— Given problem —
Please explain, in one to three sentences, why Bjorn Helgaas argues in the patch discussion that the change to pcim_release() was not actually required.

— Source text —
------------------------------------

Re: [PATCH v7 1/4] PCI: Introduce pcim_alloc_irq_vectors()

From: Andy Shevchenko
Date: Thu Jun 17 2021 - 09:20:26 EST


Dejin, why Christoph's email suddenly disappeared during updating?

On Wed, Jun 16, 2021 at 02:25:43PM -0500, Bjorn Helgaas wrote:
> On Fri, Jun 11, 2021 at 12:37:22PM +0300, Andy Shevchenko wrote:
> > On Thu, Jun 10, 2021 at 05:41:43PM -0500, Bjorn Helgaas wrote:
> > > On Mon, Jun 07, 2021 at 11:39:13PM +0800, Dejin Zheng wrote:
> > > > Introduce pcim_alloc_irq_vectors(), a device-managed version of
> > > > pci_alloc_irq_vectors(). Introducing this function can simplify
> > > > the error handling path in many drivers.
> > > >
> > > > And use pci_free_irq_vectors() to replace some code in pcim_release(),
> > > > they are equivalent, and no functional change. It is more explicit
> > > > that pcim_alloc_irq_vectors() is a device-managed function.
> >
> > ...
> >
> > > > @@ -1989,10 +1989,7 @@ static void pcim_release(struct device *gendev, void *res)
> > > > struct pci_devres *this = res;
> > > > int i;
> > > >
> > > > - if (dev->msi_enabled)
> > > > - pci_disable_msi(dev);
> > > > - if (dev->msix_enabled)
> > > > - pci_disable_msix(dev);
> > > > + pci_free_irq_vectors(dev);
> > >
> > > If I understand correctly, this hunk is a nice simplification, but
> > > actually has nothing to do with making pcim_alloc_irq_vectors(). I
> > > have it split to a separate patch in my local tree. Or am I wrong
> > > about that?
> >
> > It's a good simplification that had to be done when pci_free_irq_vectors()
> > appeared.
>
> Sorry to be pedantic. You say the simplification "had to be done,"
> but AFAICT there was no actual *requirement* for this simplification
> to be done since pci_free_irq_vectors() is functionally identical to
> the previous code.

------------------------------------

— Data shown —

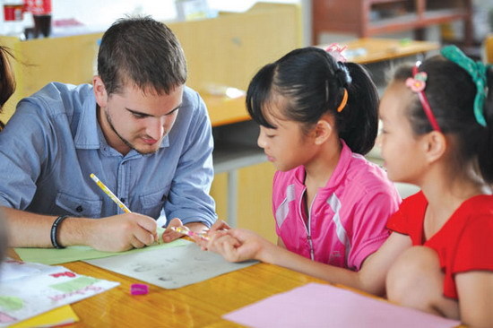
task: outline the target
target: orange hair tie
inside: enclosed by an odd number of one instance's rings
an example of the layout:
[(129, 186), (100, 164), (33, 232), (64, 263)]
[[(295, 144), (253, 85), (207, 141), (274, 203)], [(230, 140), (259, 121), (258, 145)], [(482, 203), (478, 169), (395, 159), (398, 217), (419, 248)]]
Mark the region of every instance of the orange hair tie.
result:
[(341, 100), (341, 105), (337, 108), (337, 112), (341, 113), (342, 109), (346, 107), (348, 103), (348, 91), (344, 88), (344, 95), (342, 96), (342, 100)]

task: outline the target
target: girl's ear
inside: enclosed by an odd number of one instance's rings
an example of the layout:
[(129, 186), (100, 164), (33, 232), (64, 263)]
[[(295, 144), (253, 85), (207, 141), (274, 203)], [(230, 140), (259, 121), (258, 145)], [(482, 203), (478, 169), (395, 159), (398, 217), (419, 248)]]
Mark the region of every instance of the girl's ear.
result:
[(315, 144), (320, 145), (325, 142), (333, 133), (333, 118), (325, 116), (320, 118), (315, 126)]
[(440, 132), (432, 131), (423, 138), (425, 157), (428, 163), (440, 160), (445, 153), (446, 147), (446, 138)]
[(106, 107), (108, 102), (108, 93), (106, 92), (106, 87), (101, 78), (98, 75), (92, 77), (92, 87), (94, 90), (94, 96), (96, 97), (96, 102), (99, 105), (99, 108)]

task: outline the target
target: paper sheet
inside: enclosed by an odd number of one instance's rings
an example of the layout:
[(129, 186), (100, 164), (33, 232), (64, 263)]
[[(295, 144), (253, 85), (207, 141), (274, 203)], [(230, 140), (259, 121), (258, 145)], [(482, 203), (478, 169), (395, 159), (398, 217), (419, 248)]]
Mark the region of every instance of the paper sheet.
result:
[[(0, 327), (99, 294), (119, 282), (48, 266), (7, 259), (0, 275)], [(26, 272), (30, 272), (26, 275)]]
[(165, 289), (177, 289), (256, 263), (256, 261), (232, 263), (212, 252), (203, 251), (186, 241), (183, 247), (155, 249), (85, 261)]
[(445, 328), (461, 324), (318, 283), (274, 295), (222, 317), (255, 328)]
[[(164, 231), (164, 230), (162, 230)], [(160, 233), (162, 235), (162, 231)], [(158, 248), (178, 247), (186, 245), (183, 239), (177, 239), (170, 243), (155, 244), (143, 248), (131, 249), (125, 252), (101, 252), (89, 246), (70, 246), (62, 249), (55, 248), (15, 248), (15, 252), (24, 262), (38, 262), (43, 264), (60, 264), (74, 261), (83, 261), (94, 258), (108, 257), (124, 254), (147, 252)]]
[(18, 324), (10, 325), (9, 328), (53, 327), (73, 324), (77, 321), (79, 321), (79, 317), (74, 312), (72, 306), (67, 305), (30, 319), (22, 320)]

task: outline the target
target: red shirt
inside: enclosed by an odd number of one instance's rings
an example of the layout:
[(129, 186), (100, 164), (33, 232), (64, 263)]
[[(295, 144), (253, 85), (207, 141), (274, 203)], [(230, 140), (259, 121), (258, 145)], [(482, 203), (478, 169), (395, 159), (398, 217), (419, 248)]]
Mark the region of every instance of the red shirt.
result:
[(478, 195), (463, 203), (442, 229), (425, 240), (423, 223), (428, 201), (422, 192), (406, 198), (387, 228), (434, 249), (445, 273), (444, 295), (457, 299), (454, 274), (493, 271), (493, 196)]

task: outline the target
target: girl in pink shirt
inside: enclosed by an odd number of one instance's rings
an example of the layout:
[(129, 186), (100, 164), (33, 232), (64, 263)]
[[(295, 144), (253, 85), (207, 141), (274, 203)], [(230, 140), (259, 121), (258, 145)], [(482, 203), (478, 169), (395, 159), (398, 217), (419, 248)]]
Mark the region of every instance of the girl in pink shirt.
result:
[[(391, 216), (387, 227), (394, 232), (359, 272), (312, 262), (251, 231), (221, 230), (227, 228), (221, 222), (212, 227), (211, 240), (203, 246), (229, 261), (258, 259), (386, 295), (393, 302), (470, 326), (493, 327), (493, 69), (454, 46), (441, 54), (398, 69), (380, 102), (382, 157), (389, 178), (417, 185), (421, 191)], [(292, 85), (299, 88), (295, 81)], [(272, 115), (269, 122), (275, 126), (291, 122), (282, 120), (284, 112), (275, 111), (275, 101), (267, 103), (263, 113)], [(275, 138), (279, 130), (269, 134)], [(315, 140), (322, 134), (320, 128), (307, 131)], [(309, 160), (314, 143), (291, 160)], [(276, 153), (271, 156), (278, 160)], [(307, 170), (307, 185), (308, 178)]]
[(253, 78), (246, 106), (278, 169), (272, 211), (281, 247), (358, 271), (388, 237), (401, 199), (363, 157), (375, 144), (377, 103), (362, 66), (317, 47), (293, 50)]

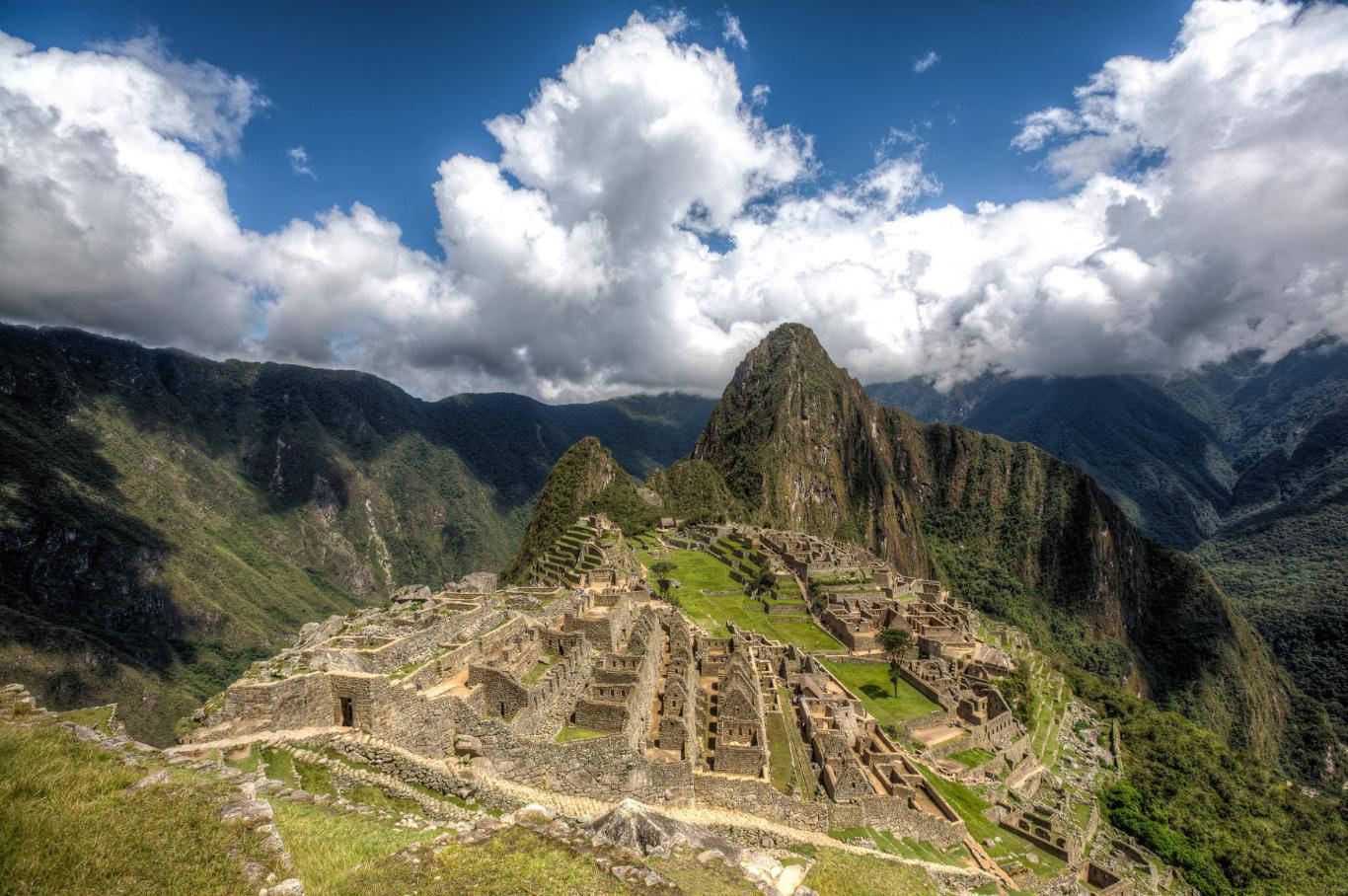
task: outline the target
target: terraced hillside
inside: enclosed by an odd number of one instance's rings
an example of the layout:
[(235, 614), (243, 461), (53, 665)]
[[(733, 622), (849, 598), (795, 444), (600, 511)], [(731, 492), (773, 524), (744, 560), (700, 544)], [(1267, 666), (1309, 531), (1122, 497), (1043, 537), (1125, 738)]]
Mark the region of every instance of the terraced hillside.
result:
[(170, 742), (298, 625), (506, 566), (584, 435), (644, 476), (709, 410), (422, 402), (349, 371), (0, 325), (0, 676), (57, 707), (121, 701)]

------------------------------------

— Correct answer —
He argues that the simplification had no actual requirement because pci_free_irq_vectors() is functionally identical to the code it replaced in pcim_release(). That code disabled MSI and MSI-X separately.